Desse modo, compete ao Tribunal Superior do Trabalho ter em elevada consideração o precedente que está a colher da corte maior, à qual fora confiada a guarda e a interpretação dos preceitos constitucionais.

E cabe igualmente ao TST, com as vistas voltadas aos argumentos que compõem a controvérsia, definir tese fundamentada acerca da matéria submetida a seu crivo: a validade de cláusula de acordo coletivo que afasta o caráter remuneratório da paga de horas in itinere, retirando-lhe o adicional e os reflexos em outras parcelas.

Inclinado a preservar a tese que corresponderá à manutenção do acórdão embargado, preconizo, para minuciar na sequência, as razões de decidir que seguem:

1. LIMITES OBJETIVOS DA AUTONOMIA PRIVADA COLETIVA E O CONTROLE JUDICIAL[2]

A defesa de uma negociação coletiva sem qualquer limite ou controle esbarra em premissa antitética vigorosa: não há, abaixo do plano constitucional e nas democracias de nosso tempo, centros de positivação jurídica inteiramente imunes ao controle, por órgão externo[3], de sua atuação normativa. Mesmo o poder constituinte somente estaria investido de soberania em seu estado inicial ou primário, como bem assinala Carlos Ayres Britto:

Quando pronunciamos a locução "poder constituinte", sem dúvida que estamos a falar de um poder "genuinamente político". Mais até, estamos a falar de um poder "exclusivamente político", porque originariamente imbricado em toda a polis, naqueles raros instantes em que a polis se sobrepõe ao Estado para dizer, por ela mesma, sob que tipo de Direito-Constituição quer viver[4].

E ainda assim o poder constituinte se ressente, na atualidade, do grau absoluto de autoridade que o teria caracterizado em tempos outros, quando a transversalidade do princípio da dignidade da pessoa humana e a universalidade dos direitos fundamentais não se impunham, como se impõem hoje mais enfaticamente, por meio de tratados internacionais de direitos humanos. Cogitando um constitucionalismo global, anota Canotilho:

Qualquer que seja a incerteza perante a ideia de um standard mínimo humanitário e quaisquer que sejam as dificuldades em torno de um sistema jurídico internacional de defesa de direitos humanos, sempre se terá de admitir a bondade destes postulados e reconhecer que o poder constituinte soberano criador das constituições está hoje longe de ser um sistema autônomo que gravita em torno da soberania do Estado. A amizade e abertura ao direito internacional exigem a observância de princípios materiais de política e direito internacional tendencialmente informadores do direito constitucional interno.[5]

Na experiência brasileira, o controle, pelo Poder Judiciário, da constitucionalidade das leis se inspirou inicialmente no modelo estadunidense que corresponde ao controle difuso, inaugurado com o caso Marbury vs Madison em 1803, e se expandiu com a adoção, a partir da Emenda Constitucional n. 16, de 1965, do modelo europeu de controle concentrado. Temos, portanto, um sistema misto que impede a proliferação de unidades normativas cujo conteúdo destoe dos princípios e valores consagrados no conjunto de normas constitucional[6].

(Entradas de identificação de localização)
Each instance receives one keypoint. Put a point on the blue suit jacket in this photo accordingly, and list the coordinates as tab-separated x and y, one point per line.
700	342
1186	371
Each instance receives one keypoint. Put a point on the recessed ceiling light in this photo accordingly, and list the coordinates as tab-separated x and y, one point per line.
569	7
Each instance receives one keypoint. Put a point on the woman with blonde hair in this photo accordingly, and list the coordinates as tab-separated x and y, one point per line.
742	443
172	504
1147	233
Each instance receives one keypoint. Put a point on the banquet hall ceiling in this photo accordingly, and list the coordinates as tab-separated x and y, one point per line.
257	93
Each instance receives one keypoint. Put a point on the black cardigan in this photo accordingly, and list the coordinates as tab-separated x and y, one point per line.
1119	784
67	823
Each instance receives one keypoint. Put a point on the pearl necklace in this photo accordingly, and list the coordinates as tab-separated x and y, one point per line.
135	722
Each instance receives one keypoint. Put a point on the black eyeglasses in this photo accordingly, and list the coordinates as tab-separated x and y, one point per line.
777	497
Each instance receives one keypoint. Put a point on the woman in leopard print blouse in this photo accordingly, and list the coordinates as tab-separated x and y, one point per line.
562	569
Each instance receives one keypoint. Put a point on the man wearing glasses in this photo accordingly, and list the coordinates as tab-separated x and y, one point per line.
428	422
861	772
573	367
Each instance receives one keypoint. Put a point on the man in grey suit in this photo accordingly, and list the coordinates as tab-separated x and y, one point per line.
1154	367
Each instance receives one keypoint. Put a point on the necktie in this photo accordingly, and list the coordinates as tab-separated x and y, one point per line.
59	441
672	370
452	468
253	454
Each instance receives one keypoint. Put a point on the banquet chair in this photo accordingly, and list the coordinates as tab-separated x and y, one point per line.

▶ **TAREFA SOLICITADA 1**: Segundo o trecho sobre controle judicial, por que o sistema brasileiro de controle de constitucionalidade das leis é qualificado como misto? Responda em uma a três frases.
▶ **TAREFA SOLICITADA 2**: Mostre todas as linhas das entradas que contêm a palavra "black", levando em conta a distinção entre maiúsculas e minúsculas.

▶ **RESPOSTA CORRETA 1**: Porque o controle de constitucionalidade das leis pelo Poder Judiciário se inspirou inicialmente no modelo estadunidense de controle difuso, inaugurado com o caso Marbury vs Madison em 1803. Depois, esse controle se expandiu com a adoção do modelo europeu de controle concentrado, a partir da Emenda Constitucional n. 16, de 1965.

▶ **RESPOSTA CORRETA 2**:
Each instance receives one keypoint. Put a point on the black cardigan in this photo accordingly, and list the coordinates as tab-separated x and y, one point per line.
Each instance receives one keypoint. Put a point on the black eyeglasses in this photo accordingly, and list the coordinates as tab-separated x and y, one point per line.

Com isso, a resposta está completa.